┌─ DATA FOR PROCESSING
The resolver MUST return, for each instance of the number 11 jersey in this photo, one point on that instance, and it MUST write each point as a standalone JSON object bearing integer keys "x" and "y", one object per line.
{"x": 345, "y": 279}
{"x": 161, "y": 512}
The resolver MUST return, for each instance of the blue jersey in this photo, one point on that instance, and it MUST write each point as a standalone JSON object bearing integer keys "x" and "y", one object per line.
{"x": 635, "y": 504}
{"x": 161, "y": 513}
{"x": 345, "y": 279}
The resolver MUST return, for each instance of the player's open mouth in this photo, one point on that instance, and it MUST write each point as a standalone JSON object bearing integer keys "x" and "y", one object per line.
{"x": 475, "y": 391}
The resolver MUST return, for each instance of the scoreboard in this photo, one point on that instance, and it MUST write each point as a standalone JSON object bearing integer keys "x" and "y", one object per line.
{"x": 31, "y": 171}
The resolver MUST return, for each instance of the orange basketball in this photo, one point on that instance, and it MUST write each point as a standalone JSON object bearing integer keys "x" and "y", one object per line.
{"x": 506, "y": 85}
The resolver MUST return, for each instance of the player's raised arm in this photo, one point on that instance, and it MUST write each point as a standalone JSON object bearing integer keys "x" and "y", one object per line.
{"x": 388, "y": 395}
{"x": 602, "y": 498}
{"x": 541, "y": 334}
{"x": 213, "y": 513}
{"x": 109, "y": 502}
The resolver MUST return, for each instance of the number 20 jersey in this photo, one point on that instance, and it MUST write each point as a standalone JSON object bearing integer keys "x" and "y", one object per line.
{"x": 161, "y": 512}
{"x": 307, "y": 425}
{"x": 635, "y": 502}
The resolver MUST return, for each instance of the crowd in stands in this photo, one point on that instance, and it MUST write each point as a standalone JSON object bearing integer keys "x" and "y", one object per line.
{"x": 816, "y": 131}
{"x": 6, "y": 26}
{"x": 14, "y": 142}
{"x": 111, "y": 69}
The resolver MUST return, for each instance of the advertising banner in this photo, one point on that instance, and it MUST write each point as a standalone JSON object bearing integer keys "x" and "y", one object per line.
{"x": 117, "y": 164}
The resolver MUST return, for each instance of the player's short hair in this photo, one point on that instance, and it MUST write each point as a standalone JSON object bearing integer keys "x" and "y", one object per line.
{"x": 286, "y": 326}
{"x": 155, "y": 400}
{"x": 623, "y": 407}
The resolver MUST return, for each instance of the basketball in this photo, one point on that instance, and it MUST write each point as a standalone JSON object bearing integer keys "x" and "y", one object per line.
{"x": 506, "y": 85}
└─
> **YOUR TASK**
Nothing in the entries above may be left out; retype them all exactly.

> **RESPONSE BOX**
The resolver MUST return, for each instance of the number 11 jersey in this photo, one point on that instance, and it MUST write each point as a standalone JSON object bearing integer keys "x" and "y", one object per line.
{"x": 345, "y": 279}
{"x": 161, "y": 512}
The resolver MUST return, for each instance of the blue jersey in this photo, one point on that instance, and it MUST write each point as a standalone JSON object bearing integer keys "x" and "y", one object per line.
{"x": 635, "y": 504}
{"x": 161, "y": 513}
{"x": 345, "y": 279}
The resolver MUST return, for each instance of the player's open mouth in this photo, one point on that instance, and it MUST write each point as a standalone JSON object bearing integer keys "x" and "y", one object per line.
{"x": 475, "y": 391}
The resolver MUST return, for each instance of the scoreboard in this photo, one point on that instance, and it MUST write each point as a standalone JSON object bearing integer keys "x" and "y", one object per line.
{"x": 31, "y": 171}
The resolver MUST return, for each instance of the orange basketball in this photo, one point on that instance, and it MUST write each point as a standalone JSON object bearing integer keys "x" and "y", one object per line.
{"x": 506, "y": 85}
The resolver MUST return, for each instance of the player's raised arm in this photo, one point on that instance, and it MUST write each point as a standalone JSON object bearing integer keys "x" and "y", one object per line.
{"x": 388, "y": 395}
{"x": 602, "y": 498}
{"x": 541, "y": 334}
{"x": 213, "y": 513}
{"x": 109, "y": 502}
The resolver MUST return, for each instance of the number 20 jersey in this photo, one point on that instance, and it MUST write each point as a standalone JSON object bearing integer keys "x" and "y", one object per line.
{"x": 161, "y": 512}
{"x": 307, "y": 425}
{"x": 635, "y": 502}
The resolver MUST return, for each instance of the crowd in stands in this photo, one point on that instance, and it MUST write each point as a standalone JSON object bearing integer keys "x" and "y", one object per line.
{"x": 816, "y": 131}
{"x": 6, "y": 26}
{"x": 14, "y": 142}
{"x": 111, "y": 69}
The resolver MUST return, for each instance of the advertising banner in this photo, one point on that instance, and it MUST write each point as a standalone JSON object bearing integer keys "x" and "y", one object per line.
{"x": 117, "y": 164}
The resolver MUST return, for each instance of the player's short hair in this photo, one point on that instance, and it MUST write each point as a standalone JSON object bearing integer keys "x" and "y", one object per line.
{"x": 286, "y": 326}
{"x": 155, "y": 400}
{"x": 623, "y": 407}
The resolver MUST return, for each instance of the basketball in this photo, one point on that instance, and it MUST write each point as a standalone JSON object bearing integer keys "x" and "y", one object per line.
{"x": 506, "y": 85}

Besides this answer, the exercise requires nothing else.